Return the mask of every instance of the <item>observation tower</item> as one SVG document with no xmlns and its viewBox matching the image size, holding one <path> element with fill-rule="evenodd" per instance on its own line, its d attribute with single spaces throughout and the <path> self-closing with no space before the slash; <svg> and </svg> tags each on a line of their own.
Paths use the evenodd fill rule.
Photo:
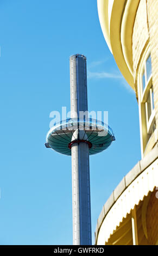
<svg viewBox="0 0 158 256">
<path fill-rule="evenodd" d="M 106 149 L 115 140 L 101 120 L 89 118 L 86 58 L 70 57 L 71 118 L 61 120 L 47 135 L 47 148 L 72 156 L 73 240 L 91 245 L 89 155 Z"/>
</svg>

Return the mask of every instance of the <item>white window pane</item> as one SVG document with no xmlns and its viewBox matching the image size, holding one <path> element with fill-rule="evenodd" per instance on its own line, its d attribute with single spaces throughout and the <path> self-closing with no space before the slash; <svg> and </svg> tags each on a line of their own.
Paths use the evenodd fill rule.
<svg viewBox="0 0 158 256">
<path fill-rule="evenodd" d="M 144 89 L 146 87 L 146 78 L 145 78 L 145 72 L 144 72 L 144 71 L 142 74 L 142 89 L 143 89 L 143 92 Z"/>
<path fill-rule="evenodd" d="M 147 70 L 147 80 L 148 81 L 149 78 L 151 75 L 151 55 L 150 54 L 146 61 L 146 70 Z"/>
</svg>

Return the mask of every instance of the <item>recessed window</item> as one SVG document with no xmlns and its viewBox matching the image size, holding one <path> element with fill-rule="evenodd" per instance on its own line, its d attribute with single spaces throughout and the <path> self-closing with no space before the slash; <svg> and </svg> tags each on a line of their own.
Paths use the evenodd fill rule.
<svg viewBox="0 0 158 256">
<path fill-rule="evenodd" d="M 151 114 L 151 100 L 150 100 L 150 93 L 149 93 L 148 94 L 147 101 L 146 102 L 146 106 L 147 106 L 146 114 L 147 114 L 148 121 L 149 121 Z"/>
<path fill-rule="evenodd" d="M 153 88 L 152 87 L 152 108 L 153 109 L 154 109 L 155 106 L 154 106 L 154 92 L 153 92 Z"/>
<path fill-rule="evenodd" d="M 151 70 L 151 55 L 150 54 L 146 61 L 146 72 L 147 72 L 147 81 L 148 82 L 150 76 L 152 74 Z"/>
<path fill-rule="evenodd" d="M 146 77 L 145 77 L 145 72 L 144 70 L 142 74 L 142 87 L 143 87 L 143 91 L 144 90 L 144 88 L 146 87 Z"/>
<path fill-rule="evenodd" d="M 146 60 L 144 69 L 142 74 L 142 86 L 143 92 L 145 87 L 149 83 L 152 75 L 151 55 L 149 54 Z"/>
</svg>

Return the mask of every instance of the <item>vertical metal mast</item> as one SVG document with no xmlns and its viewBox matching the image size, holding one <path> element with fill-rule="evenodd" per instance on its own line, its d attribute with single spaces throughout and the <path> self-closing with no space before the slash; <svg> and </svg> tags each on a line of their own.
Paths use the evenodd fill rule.
<svg viewBox="0 0 158 256">
<path fill-rule="evenodd" d="M 80 111 L 88 110 L 86 58 L 83 55 L 73 55 L 70 57 L 69 63 L 71 117 L 79 118 Z M 78 129 L 73 137 L 82 139 L 84 135 L 84 131 Z M 90 245 L 92 238 L 88 144 L 84 142 L 73 143 L 71 154 L 73 245 Z"/>
</svg>

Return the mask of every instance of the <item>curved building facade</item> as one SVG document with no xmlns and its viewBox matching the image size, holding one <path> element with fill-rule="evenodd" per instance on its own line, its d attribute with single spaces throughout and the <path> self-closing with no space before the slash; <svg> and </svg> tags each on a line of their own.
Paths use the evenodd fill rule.
<svg viewBox="0 0 158 256">
<path fill-rule="evenodd" d="M 96 245 L 158 244 L 157 0 L 98 0 L 101 28 L 139 107 L 142 159 L 98 218 Z"/>
</svg>

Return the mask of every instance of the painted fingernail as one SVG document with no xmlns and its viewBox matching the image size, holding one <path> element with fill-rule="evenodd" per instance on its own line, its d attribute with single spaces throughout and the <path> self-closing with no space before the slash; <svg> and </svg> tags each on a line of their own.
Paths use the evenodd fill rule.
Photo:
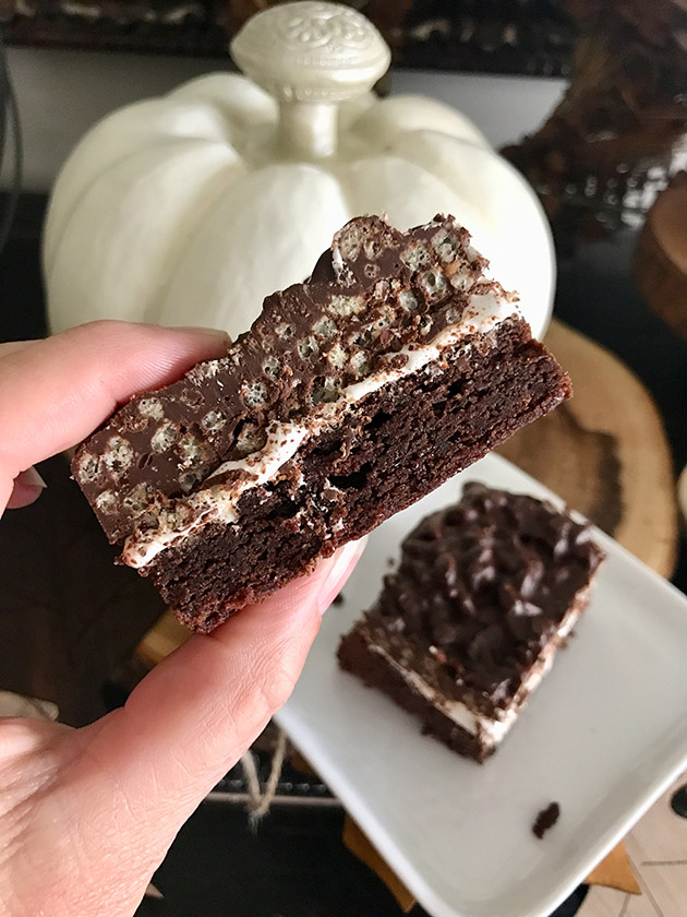
<svg viewBox="0 0 687 917">
<path fill-rule="evenodd" d="M 24 487 L 39 487 L 41 489 L 48 486 L 33 465 L 31 468 L 26 468 L 25 472 L 21 472 L 16 476 L 15 483 L 21 484 Z"/>
<path fill-rule="evenodd" d="M 339 594 L 343 583 L 348 579 L 349 573 L 351 573 L 364 551 L 366 544 L 367 536 L 361 538 L 359 541 L 349 541 L 348 545 L 345 545 L 336 556 L 336 560 L 334 561 L 320 593 L 318 607 L 321 615 L 324 615 Z"/>
</svg>

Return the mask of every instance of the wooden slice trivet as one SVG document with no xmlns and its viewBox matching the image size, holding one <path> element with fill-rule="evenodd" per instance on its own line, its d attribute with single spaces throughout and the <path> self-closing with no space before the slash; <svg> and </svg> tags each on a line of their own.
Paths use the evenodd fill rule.
<svg viewBox="0 0 687 917">
<path fill-rule="evenodd" d="M 627 367 L 553 321 L 546 344 L 574 397 L 498 450 L 663 576 L 677 550 L 671 452 L 651 396 Z"/>
</svg>

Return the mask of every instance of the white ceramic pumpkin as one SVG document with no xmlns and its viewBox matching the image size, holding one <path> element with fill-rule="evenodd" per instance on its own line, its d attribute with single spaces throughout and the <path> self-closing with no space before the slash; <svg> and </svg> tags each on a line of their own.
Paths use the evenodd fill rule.
<svg viewBox="0 0 687 917">
<path fill-rule="evenodd" d="M 441 212 L 543 332 L 554 259 L 533 192 L 454 109 L 370 93 L 389 52 L 364 16 L 279 4 L 232 53 L 245 76 L 209 74 L 116 111 L 65 163 L 44 239 L 53 331 L 119 318 L 236 336 L 350 217 L 386 213 L 405 229 Z"/>
</svg>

_WHAT NEEDS TO BE DONE_
Repeat each record exactly, with the pictures left out.

_SOLUTION TO THE PROBLEM_
Return the mask of every instance of the <item>observation tower</item> as one SVG document with no xmlns and its viewBox matching the image size, holding one <path> element with fill-rule="evenodd" per instance on its own line, its d attribute with single spaces throughout and the <path> self-closing with no space before the slash; <svg> and </svg> tags each on a line of their own.
Paths use the evenodd fill rule.
Photo:
<svg viewBox="0 0 158 256">
<path fill-rule="evenodd" d="M 106 149 L 115 140 L 101 120 L 89 118 L 86 58 L 70 57 L 71 118 L 61 120 L 47 135 L 47 148 L 72 156 L 73 240 L 91 245 L 89 155 Z"/>
</svg>

Return the mask of every instance of the <item>white window pane</item> as one SVG document with no xmlns and its viewBox matching the image size, holding one <path> element with fill-rule="evenodd" per instance on its own line, its d attribute with single spaces throughout and the <path> self-closing with no space before the slash; <svg> and </svg> tags each on a line of their own.
Paths use the evenodd fill rule.
<svg viewBox="0 0 158 256">
<path fill-rule="evenodd" d="M 144 89 L 146 87 L 146 78 L 145 78 L 145 72 L 144 72 L 144 71 L 142 74 L 142 89 L 143 89 L 143 92 Z"/>
<path fill-rule="evenodd" d="M 147 70 L 147 80 L 148 81 L 149 78 L 151 75 L 151 55 L 150 54 L 146 61 L 146 70 Z"/>
</svg>

Return the mask of every instance of the <item>recessed window</item> as one SVG document with no xmlns and its viewBox matching the image size, holding one <path> element with fill-rule="evenodd" per instance on its own line, its d attribute with single spaces throughout and the <path> self-closing with no space before the slash; <svg> and </svg> tags each on a line of their own.
Paths use the evenodd fill rule.
<svg viewBox="0 0 158 256">
<path fill-rule="evenodd" d="M 151 114 L 151 100 L 150 100 L 150 93 L 149 93 L 148 94 L 147 101 L 146 102 L 146 106 L 147 106 L 146 114 L 147 114 L 148 121 L 149 121 Z"/>
<path fill-rule="evenodd" d="M 153 88 L 152 87 L 152 108 L 153 109 L 154 109 L 155 106 L 154 106 L 154 92 L 153 92 Z"/>
<path fill-rule="evenodd" d="M 151 70 L 151 55 L 150 54 L 146 61 L 146 72 L 147 72 L 147 81 L 148 82 L 150 76 L 152 74 Z"/>
<path fill-rule="evenodd" d="M 146 77 L 145 77 L 145 72 L 144 70 L 142 74 L 142 87 L 143 87 L 143 91 L 144 90 L 144 88 L 146 87 Z"/>
<path fill-rule="evenodd" d="M 146 60 L 144 69 L 142 74 L 142 86 L 143 92 L 145 87 L 149 83 L 152 75 L 151 55 L 149 54 Z"/>
</svg>

Return the mask of every instance of the <item>vertical metal mast</item> as one SVG document with no xmlns and its viewBox matching the image size, holding one <path> element with fill-rule="evenodd" per instance on its own line, its d attribute with single spaces throughout and the <path> self-closing with no space before the slash; <svg> and </svg> tags each on a line of their own.
Paths use the evenodd fill rule.
<svg viewBox="0 0 158 256">
<path fill-rule="evenodd" d="M 80 111 L 88 110 L 86 58 L 83 55 L 73 55 L 70 57 L 69 63 L 71 117 L 79 118 Z M 78 129 L 73 137 L 82 139 L 84 135 L 84 131 Z M 90 245 L 92 238 L 88 144 L 84 142 L 73 143 L 71 154 L 73 245 Z"/>
</svg>

Return the mask of every instance of the <item>curved building facade</item> as one SVG document with no xmlns and its viewBox matching the image size, holding one <path> element with fill-rule="evenodd" per instance on its own line, its d attribute with single spaces throughout and the <path> self-closing with no space before the slash; <svg> and </svg> tags each on a line of their own.
Paths use the evenodd fill rule.
<svg viewBox="0 0 158 256">
<path fill-rule="evenodd" d="M 96 245 L 158 244 L 157 0 L 98 0 L 101 28 L 139 107 L 142 159 L 98 218 Z"/>
</svg>

Return the mask of every instance of the painted fingernail as one SVG document with no xmlns and its viewBox matching the image size, holding one <path> element with fill-rule="evenodd" per instance on its own line, its d attribute with single spaces throughout and the <path> self-closing with no space before the slash; <svg> and </svg> tags each on a line of their own.
Paths use the evenodd fill rule.
Photo:
<svg viewBox="0 0 687 917">
<path fill-rule="evenodd" d="M 24 487 L 39 487 L 41 489 L 48 486 L 33 465 L 31 468 L 26 468 L 25 472 L 21 472 L 16 476 L 15 483 L 21 484 Z"/>
<path fill-rule="evenodd" d="M 339 594 L 343 583 L 348 579 L 349 573 L 351 573 L 364 551 L 366 544 L 367 536 L 361 538 L 359 541 L 349 541 L 348 545 L 345 545 L 336 556 L 336 560 L 334 561 L 320 593 L 318 607 L 321 615 L 324 615 Z"/>
</svg>

Return the mask of every instance of the wooden slice trivet as one SVG document with no xmlns and its viewBox matching the image size, holding one <path> element with fill-rule="evenodd" per instance on its own line, its d attribute with single spaces throughout and the <path> self-closing with no space before the slash; <svg> and </svg> tags each on a line of their own.
Paths use the evenodd fill rule.
<svg viewBox="0 0 687 917">
<path fill-rule="evenodd" d="M 627 367 L 553 321 L 546 344 L 574 397 L 498 450 L 663 576 L 677 550 L 671 452 L 651 396 Z"/>
</svg>

Return the mask of every instance of the white ceramic pumpkin as one SVG document with no xmlns and its viewBox matching the image size, holding one <path> element with fill-rule="evenodd" per instance on its own line, its d attribute with single spaces throughout and the <path> self-closing with no space before the slash; <svg> and </svg> tags each on a line of their own.
Paths use the evenodd fill rule.
<svg viewBox="0 0 687 917">
<path fill-rule="evenodd" d="M 441 212 L 543 332 L 554 259 L 533 192 L 454 109 L 370 93 L 389 52 L 364 16 L 279 4 L 232 53 L 245 76 L 209 74 L 116 111 L 65 163 L 44 239 L 53 331 L 119 318 L 236 336 L 350 217 L 386 213 L 405 229 Z"/>
</svg>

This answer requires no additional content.